### What you will do
Retrieve all lines below that have the string "wave".

Available data START

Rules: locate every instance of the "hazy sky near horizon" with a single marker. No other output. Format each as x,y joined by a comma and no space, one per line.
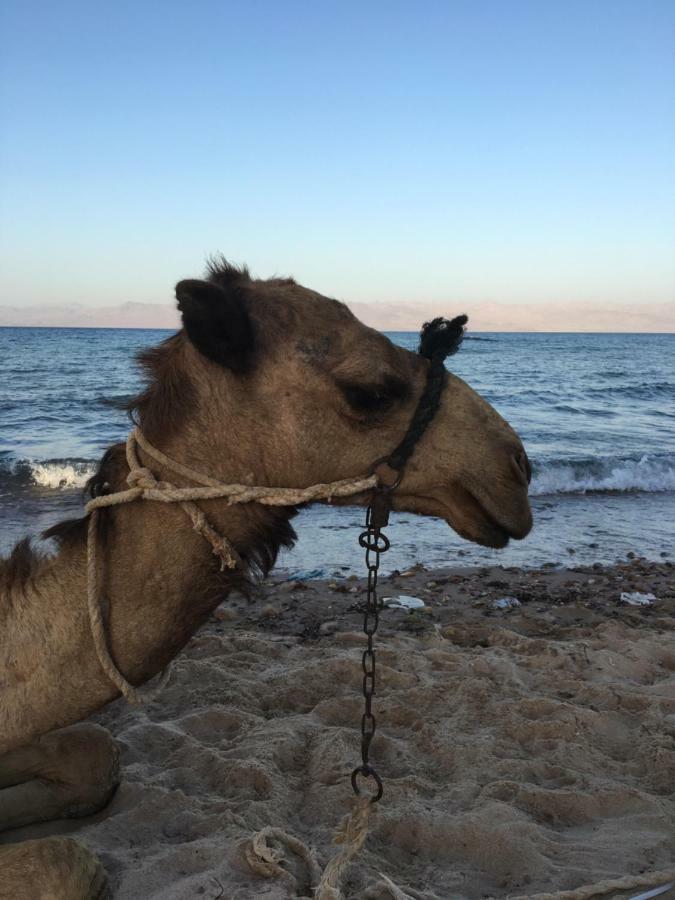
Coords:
469,152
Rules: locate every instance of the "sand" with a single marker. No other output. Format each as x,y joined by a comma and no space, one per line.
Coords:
523,750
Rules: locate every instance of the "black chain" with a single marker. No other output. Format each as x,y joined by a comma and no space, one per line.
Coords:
439,339
375,543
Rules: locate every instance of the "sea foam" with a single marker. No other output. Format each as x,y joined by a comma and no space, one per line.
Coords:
61,474
647,474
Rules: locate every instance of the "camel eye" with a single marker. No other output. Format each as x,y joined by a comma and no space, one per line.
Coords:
367,399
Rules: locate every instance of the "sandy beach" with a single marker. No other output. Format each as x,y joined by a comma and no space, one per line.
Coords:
524,750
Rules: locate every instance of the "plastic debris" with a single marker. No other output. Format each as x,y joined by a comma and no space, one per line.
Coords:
505,603
404,601
635,598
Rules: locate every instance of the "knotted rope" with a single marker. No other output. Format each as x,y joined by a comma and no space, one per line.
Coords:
350,834
143,485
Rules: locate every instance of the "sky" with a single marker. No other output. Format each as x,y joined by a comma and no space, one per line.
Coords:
515,159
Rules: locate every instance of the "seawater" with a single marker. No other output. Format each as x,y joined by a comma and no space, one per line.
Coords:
596,413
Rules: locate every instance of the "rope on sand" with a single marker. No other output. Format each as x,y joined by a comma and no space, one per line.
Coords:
350,833
144,486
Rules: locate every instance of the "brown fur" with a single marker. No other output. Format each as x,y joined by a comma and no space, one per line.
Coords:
321,399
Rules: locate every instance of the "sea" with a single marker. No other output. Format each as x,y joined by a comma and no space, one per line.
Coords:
596,413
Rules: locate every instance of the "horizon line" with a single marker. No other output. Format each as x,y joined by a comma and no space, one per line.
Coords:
381,330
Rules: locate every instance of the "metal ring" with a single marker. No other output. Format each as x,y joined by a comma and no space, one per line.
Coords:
375,542
367,772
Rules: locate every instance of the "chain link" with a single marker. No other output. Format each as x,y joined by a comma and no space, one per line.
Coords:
375,543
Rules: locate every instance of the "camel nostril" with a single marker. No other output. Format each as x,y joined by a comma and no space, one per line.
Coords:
522,467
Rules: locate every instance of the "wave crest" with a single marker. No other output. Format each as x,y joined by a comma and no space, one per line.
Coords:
647,474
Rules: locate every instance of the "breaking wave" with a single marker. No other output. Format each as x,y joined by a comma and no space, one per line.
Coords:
56,474
647,474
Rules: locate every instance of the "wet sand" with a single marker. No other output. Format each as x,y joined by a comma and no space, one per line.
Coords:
524,750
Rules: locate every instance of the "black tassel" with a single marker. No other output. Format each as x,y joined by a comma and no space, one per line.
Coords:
442,337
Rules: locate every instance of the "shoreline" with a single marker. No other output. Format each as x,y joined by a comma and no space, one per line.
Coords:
579,597
523,751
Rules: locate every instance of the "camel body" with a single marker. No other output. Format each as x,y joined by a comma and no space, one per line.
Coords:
268,383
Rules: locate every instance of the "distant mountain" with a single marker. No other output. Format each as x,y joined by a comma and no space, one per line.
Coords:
126,315
483,316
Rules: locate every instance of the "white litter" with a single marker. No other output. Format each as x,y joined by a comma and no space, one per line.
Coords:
505,603
403,601
635,598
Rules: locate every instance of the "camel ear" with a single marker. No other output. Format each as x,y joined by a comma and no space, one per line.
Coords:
216,320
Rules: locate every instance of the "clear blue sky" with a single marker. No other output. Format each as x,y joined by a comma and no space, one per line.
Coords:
498,151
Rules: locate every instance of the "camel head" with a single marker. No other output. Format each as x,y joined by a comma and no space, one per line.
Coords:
282,386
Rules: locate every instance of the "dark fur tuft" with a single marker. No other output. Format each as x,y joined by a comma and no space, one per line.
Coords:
169,396
223,273
441,337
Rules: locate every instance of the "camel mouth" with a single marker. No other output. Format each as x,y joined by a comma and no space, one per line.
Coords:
470,518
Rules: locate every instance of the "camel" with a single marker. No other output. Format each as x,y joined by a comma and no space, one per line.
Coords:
267,383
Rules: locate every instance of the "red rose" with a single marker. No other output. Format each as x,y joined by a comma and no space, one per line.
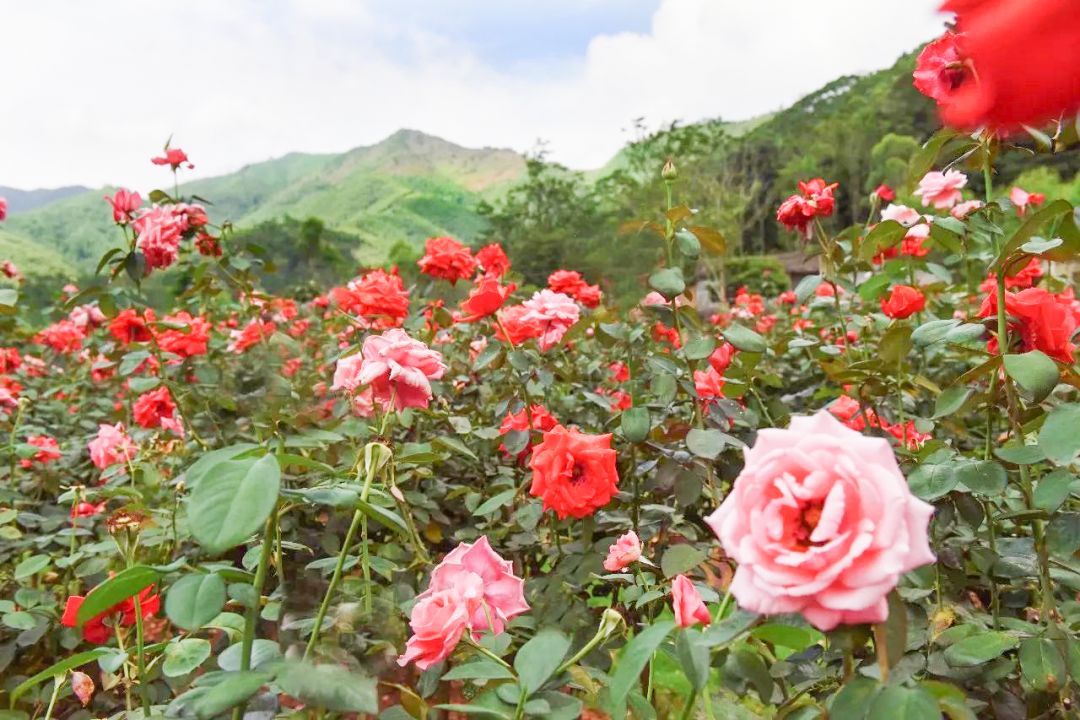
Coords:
379,299
903,301
574,473
447,258
1043,321
1025,60
485,298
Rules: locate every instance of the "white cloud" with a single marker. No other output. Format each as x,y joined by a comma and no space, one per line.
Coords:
92,90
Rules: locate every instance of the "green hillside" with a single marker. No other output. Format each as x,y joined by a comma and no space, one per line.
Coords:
406,188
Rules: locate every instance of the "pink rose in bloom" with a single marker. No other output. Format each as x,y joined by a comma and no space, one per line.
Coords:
552,313
111,446
399,369
174,158
885,193
967,207
902,214
687,602
623,553
1022,199
822,522
124,205
500,593
437,623
941,190
48,450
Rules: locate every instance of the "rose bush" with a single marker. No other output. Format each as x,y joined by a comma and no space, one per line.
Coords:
471,497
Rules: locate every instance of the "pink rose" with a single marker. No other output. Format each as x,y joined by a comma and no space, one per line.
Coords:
822,522
502,595
942,190
689,608
399,369
437,623
966,208
902,214
553,313
623,553
111,446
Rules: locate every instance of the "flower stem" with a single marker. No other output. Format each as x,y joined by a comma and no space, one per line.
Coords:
335,579
253,612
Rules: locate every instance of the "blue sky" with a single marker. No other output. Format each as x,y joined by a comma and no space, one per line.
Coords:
99,85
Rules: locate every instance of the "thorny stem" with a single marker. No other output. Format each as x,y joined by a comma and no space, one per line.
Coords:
253,612
335,579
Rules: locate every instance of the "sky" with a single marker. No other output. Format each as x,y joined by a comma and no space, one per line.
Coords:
90,91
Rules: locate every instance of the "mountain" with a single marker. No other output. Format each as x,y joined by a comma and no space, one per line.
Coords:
408,187
21,201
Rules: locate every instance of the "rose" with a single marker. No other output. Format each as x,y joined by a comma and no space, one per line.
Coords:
903,301
574,473
942,190
447,258
399,369
486,297
687,602
1026,66
623,553
822,522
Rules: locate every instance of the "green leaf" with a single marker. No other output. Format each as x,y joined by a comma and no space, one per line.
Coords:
495,502
1058,437
234,689
1053,490
979,649
901,703
116,589
744,339
680,558
706,444
933,331
454,445
483,669
232,501
667,282
1063,534
31,566
185,656
787,636
1042,665
635,423
328,687
950,401
984,477
194,600
806,287
385,516
539,657
633,659
854,698
57,668
692,653
206,461
1034,371
699,348
935,477
881,238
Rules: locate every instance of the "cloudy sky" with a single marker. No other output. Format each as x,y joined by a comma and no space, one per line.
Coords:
90,90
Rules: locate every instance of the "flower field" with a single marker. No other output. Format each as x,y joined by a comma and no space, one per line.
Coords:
470,497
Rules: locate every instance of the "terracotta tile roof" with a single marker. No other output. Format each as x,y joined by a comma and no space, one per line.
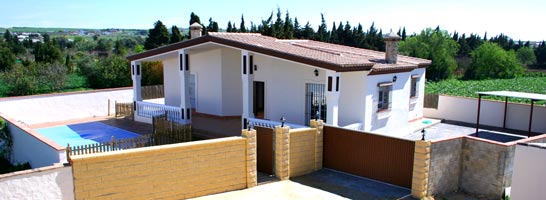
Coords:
325,55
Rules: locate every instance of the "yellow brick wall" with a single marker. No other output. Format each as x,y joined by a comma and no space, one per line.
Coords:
421,169
302,151
175,171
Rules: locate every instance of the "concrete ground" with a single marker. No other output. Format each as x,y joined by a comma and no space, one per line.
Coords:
48,108
452,129
323,184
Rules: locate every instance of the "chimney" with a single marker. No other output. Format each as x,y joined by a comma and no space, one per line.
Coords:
391,47
195,30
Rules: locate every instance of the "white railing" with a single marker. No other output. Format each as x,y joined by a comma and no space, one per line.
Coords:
150,110
271,124
355,126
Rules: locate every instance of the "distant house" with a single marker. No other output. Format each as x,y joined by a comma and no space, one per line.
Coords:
255,76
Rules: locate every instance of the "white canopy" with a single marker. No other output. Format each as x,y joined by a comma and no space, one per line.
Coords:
523,95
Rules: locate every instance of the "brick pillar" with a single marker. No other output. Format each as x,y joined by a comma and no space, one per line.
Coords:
251,159
282,152
319,125
421,169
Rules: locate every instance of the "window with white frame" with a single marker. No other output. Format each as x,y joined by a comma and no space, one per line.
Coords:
384,98
414,86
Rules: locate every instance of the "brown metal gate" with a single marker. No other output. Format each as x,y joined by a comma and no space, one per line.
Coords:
264,149
372,156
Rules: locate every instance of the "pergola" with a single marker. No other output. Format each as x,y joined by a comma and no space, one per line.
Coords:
522,95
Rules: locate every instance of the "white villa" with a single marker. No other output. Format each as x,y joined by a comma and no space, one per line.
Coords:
262,78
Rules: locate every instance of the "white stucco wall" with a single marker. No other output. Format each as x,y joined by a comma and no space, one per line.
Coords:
352,97
171,80
285,87
395,120
492,112
44,183
207,67
28,148
232,92
62,107
528,176
416,104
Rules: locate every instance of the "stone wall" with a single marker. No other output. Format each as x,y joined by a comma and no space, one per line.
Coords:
445,166
53,182
176,171
475,166
486,167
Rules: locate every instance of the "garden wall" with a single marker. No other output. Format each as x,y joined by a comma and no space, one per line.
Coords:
486,167
492,112
303,143
176,171
30,146
476,166
528,178
445,166
53,182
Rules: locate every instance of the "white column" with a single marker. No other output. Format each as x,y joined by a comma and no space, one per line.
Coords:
184,74
248,87
332,97
136,75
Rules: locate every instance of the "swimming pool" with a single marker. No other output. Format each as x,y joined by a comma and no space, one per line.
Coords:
84,133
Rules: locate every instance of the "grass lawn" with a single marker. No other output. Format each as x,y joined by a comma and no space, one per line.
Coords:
455,87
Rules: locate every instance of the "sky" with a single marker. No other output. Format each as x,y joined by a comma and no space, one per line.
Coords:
520,20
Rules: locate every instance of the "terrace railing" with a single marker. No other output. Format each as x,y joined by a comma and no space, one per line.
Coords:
183,134
123,109
150,110
271,124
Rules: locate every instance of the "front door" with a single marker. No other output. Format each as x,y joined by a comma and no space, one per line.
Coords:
259,99
315,102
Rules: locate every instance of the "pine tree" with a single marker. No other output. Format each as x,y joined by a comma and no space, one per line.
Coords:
308,32
175,35
229,29
297,28
157,36
213,26
194,18
288,28
7,36
333,34
277,29
242,28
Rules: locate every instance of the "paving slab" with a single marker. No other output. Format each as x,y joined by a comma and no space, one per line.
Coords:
323,184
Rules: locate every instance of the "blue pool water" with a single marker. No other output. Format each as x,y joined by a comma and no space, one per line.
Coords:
84,133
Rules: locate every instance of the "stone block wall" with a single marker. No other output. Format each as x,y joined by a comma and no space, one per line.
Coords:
486,167
251,158
421,169
445,166
282,152
176,171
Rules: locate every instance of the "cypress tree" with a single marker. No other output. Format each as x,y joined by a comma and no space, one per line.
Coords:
229,28
157,36
322,33
175,35
242,28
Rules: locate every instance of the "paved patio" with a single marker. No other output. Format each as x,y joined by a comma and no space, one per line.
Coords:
323,184
451,129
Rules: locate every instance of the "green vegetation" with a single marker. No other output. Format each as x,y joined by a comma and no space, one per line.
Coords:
533,83
434,45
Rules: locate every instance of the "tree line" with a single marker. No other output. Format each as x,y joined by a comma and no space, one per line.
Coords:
452,54
62,64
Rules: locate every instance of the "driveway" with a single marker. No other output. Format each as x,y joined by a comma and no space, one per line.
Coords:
323,184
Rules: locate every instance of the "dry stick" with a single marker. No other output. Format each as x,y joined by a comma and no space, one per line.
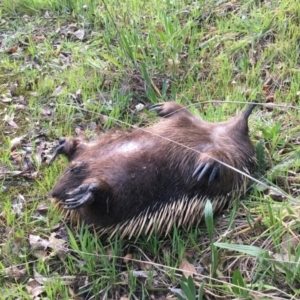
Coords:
274,189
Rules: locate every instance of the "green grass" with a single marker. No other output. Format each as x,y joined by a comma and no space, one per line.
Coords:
212,56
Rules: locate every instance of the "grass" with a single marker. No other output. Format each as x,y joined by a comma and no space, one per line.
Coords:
88,64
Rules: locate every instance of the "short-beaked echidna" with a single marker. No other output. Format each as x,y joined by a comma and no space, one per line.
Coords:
141,180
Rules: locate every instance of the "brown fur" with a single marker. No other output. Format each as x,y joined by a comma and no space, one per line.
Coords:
138,180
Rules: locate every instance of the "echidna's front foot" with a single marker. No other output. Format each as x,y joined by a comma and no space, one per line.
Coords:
83,195
206,169
168,109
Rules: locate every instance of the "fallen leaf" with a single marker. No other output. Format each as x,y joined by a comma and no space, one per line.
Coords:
79,34
187,268
34,288
13,89
16,142
15,272
127,258
37,243
38,38
13,49
45,111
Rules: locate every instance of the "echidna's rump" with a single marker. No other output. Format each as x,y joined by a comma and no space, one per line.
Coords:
141,180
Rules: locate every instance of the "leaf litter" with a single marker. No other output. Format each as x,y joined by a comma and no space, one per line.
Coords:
30,153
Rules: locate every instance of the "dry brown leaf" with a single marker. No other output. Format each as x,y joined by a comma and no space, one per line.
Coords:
16,142
34,288
45,111
38,38
13,89
37,243
15,272
13,49
10,121
79,34
187,268
289,243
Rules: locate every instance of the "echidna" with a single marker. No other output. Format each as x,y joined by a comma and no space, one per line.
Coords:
141,180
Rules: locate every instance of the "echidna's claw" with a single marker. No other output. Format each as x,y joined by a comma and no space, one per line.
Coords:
213,174
83,195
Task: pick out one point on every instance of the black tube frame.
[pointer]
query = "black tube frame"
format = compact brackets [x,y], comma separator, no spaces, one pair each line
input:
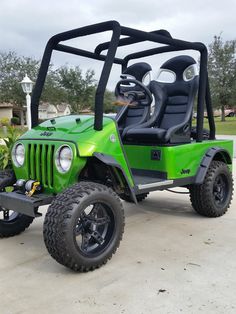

Available data END

### Problem solution
Rules: locate every instance of the "wave crest" with a single marker. No other output. Format each as x,y joined by a comma and no space, one per line.
Rules: locate every instance of the "breaking wave" with a single marker. No other output. Format each as x,y joined by a comma and no space, one per line.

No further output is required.